Stated task: Copy the forum thread below about fishing for walleye and sauger at the lock in full, word for word.

Provided text:
_____

# nc lock walleye & sauger



## natedaniels

Anyone tried yet i got the itch... I have seen a few cars there but im sure they are for cats but if they are using chubs or minnows they will b able to let us know if they are coming in.The last time i was down there it was at the 6th step on the pier thats really low.Im gessing thats good for the wv side but not for the ohio.Please post anything


----------



## joebertin

I was planning on heading down this weekend, but it looks
like nothing but rain.


----------



## lil goose

it should be starting anytime now!


----------



## natedaniels

Im going in the morning to the ohio side ill post as soon as i get back.


----------



## natedaniels

no minnows and no luck im looking for minnows and going back b4 dark i know there in there just have to get them to eat


----------



## natedaniels

Its only 41 and raining but they are in there.Fished 6-9pm 3 sauger and 8 white bass. Sauger was 12-16 inches nothing to brag about but its still early dont know the water temp but its a hell of alot warmer than the air temp.Minnows seem to b a must.

_____

Raw records:

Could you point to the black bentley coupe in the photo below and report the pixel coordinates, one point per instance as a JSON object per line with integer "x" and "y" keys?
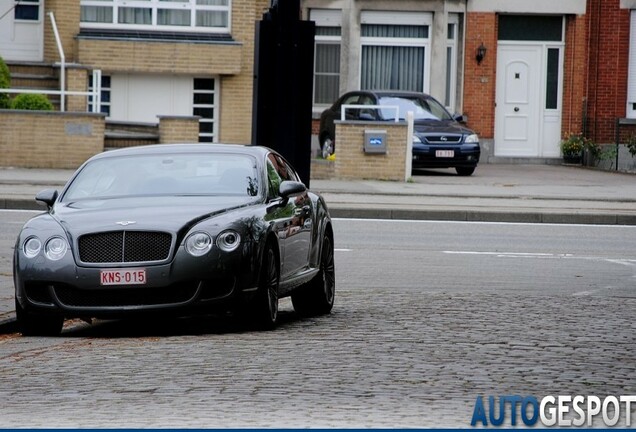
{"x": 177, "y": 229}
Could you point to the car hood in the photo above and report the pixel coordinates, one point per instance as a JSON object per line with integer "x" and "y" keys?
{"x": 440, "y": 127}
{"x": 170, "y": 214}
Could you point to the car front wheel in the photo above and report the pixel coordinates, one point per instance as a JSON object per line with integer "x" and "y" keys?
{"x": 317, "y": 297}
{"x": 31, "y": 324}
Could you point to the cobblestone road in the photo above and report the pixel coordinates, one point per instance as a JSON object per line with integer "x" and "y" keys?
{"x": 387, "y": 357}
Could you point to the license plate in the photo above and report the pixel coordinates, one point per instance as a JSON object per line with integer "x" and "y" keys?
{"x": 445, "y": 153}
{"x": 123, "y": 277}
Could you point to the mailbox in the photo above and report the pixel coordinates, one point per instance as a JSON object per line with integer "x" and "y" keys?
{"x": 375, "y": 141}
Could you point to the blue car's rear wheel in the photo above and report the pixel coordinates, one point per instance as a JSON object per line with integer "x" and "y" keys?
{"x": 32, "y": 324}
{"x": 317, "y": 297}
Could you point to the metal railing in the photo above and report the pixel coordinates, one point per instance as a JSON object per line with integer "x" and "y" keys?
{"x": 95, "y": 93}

_____

Response to this exercise:
# nc lock walleye & sauger



## natedaniels

Anyone tried yet i got the itch... I have seen a few cars there but im sure they are for cats but if they are using chubs or minnows they will b able to let us know if they are coming in.The last time i was down there it was at the 6th step on the pier thats really low.Im gessing thats good for the wv side but not for the ohio.Please post anything


----------



## joebertin

I was planning on heading down this weekend, but it looks
like nothing but rain.


----------



## lil goose

it should be starting anytime now!


----------



## natedaniels

Im going in the morning to the ohio side ill post as soon as i get back.


----------



## natedaniels

no minnows and no luck im looking for minnows and going back b4 dark i know there in there just have to get them to eat


----------



## natedaniels

Its only 41 and raining but they are in there.Fished 6-9pm 3 sauger and 8 white bass. Sauger was 12-16 inches nothing to brag about but its still early dont know the water temp but its a hell of alot warmer than the air temp.Minnows seem to b a must.